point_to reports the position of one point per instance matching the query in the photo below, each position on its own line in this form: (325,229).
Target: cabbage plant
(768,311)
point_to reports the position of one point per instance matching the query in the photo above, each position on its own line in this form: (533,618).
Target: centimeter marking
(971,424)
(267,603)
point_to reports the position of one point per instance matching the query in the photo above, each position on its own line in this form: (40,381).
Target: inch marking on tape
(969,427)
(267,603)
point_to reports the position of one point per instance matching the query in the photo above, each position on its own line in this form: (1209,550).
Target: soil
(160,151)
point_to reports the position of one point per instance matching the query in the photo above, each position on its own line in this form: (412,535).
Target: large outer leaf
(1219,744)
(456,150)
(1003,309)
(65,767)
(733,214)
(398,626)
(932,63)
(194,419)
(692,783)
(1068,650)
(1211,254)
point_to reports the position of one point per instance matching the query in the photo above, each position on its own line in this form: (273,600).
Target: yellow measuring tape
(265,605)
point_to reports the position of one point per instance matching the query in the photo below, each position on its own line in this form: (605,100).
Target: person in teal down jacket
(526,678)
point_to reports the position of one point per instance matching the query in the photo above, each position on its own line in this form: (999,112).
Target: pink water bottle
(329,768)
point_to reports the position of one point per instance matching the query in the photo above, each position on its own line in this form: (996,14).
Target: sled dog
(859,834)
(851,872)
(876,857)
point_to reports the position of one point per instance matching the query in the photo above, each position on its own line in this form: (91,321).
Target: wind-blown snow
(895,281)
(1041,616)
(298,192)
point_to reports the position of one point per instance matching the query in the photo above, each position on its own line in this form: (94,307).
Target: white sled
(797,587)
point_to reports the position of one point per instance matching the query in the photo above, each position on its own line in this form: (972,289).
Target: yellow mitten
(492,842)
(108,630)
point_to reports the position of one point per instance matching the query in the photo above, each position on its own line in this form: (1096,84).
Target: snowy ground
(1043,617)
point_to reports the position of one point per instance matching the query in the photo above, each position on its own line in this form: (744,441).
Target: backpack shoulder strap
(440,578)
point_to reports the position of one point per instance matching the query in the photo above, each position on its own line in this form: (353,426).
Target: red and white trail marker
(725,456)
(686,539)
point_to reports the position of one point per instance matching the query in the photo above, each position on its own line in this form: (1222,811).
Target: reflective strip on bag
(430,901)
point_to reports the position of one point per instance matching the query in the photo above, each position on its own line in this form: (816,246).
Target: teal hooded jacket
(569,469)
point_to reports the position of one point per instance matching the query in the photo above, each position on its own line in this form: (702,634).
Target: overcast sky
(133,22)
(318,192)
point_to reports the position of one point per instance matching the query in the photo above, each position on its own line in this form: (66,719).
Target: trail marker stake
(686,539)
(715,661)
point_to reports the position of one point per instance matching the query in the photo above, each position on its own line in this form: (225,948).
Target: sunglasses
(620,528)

● Exercise aim: Write out the listing once more, matching it exactly.

● Final answer:
point_to reports the position of one point per instance matching the query in the photo below, each position on its own line in this form: (325,229).
Target: cabbage plant
(768,311)
point_to reports the position of one point per instance matching the query in the photo above, each position on its own line in this form: (533,618).
Target: centimeter marking
(971,424)
(267,603)
point_to reports the position of one point per instance matching the query in the photo above, each position on its own line in this form: (40,381).
Target: inch marking on tape
(969,427)
(267,603)
point_to reports the position of one point per instance matching the query in the photo above, each position on its own line in this form: (1209,550).
Target: soil
(160,151)
point_to reports the position of one point per instance matching the query in the photo above, each position on its own line in this form: (412,535).
Target: large outer leaf
(1219,744)
(456,150)
(1003,309)
(65,767)
(733,214)
(398,626)
(932,63)
(194,419)
(692,783)
(1068,650)
(1211,254)
point_to reports the position of one point per instance matching the query in the photo above, each position on its own line in this form: (273,600).
Target: yellow measuring tape
(265,605)
point_to reports the position of one point per instance matching the query in the photo below, each position on its own line in this form: (605,100).
Target: person in teal down jacket
(526,678)
point_to reports the position of one point per instance matching the query in the photo above, each position on its own line in this form: (999,112).
Target: pink water bottle
(329,768)
point_to reports the position of one point per instance matching the query in the photo above, each position on its own line in this form: (996,14).
Target: sled dog
(859,834)
(851,872)
(876,857)
point_to reports the position of one point per instance matching the query in the photo above, each position on its own line in this form: (91,321).
Target: wind-blown snow
(895,281)
(1041,616)
(298,192)
point_to reports the position of one point per instance matching the query in the photo above, each position on its own line in this form: (94,307).
Target: white sled
(797,587)
point_to reports the position of one point per instance matching the query in the photo above, each position on its own line in this form: (972,289).
Target: yellow mitten
(492,842)
(108,630)
point_to reports the position of one point per instance matching the query in the photo above, each position on its own line in this form: (1096,84).
Target: snowy ground
(1043,617)
point_to reports the position of one point per instance matching the query in the photo above, each position on its own line in this form: (744,441).
Target: backpack shoulder strap
(440,578)
point_to reports the position of one point per instance matching the query in the photo above, each position on its own line in this form: (353,426).
Target: red and white trail marker
(725,456)
(686,539)
point_to reports the position of one point per instance matching the query in the photo above, each position on its own line in this form: (1222,811).
Target: reflective strip on bag
(430,901)
point_to reports the position of one point per instance matching the query in the photo above, each position on its own line in this form: (816,246).
Target: teal hooded jacket
(569,469)
point_to reports the position of one point per instance matching the query in the photo above, each position on its own line in this form: (702,634).
Target: overcast sky
(133,22)
(318,192)
point_to reports the position of one point per instance matching the query in the photo above, each position on its own line in this form: (66,719).
Target: trail marker stake
(686,539)
(715,661)
point_to reports the position of one point per instance matching the query in the photo above, each position on its own line in this form: (225,948).
Target: sunglasses
(620,528)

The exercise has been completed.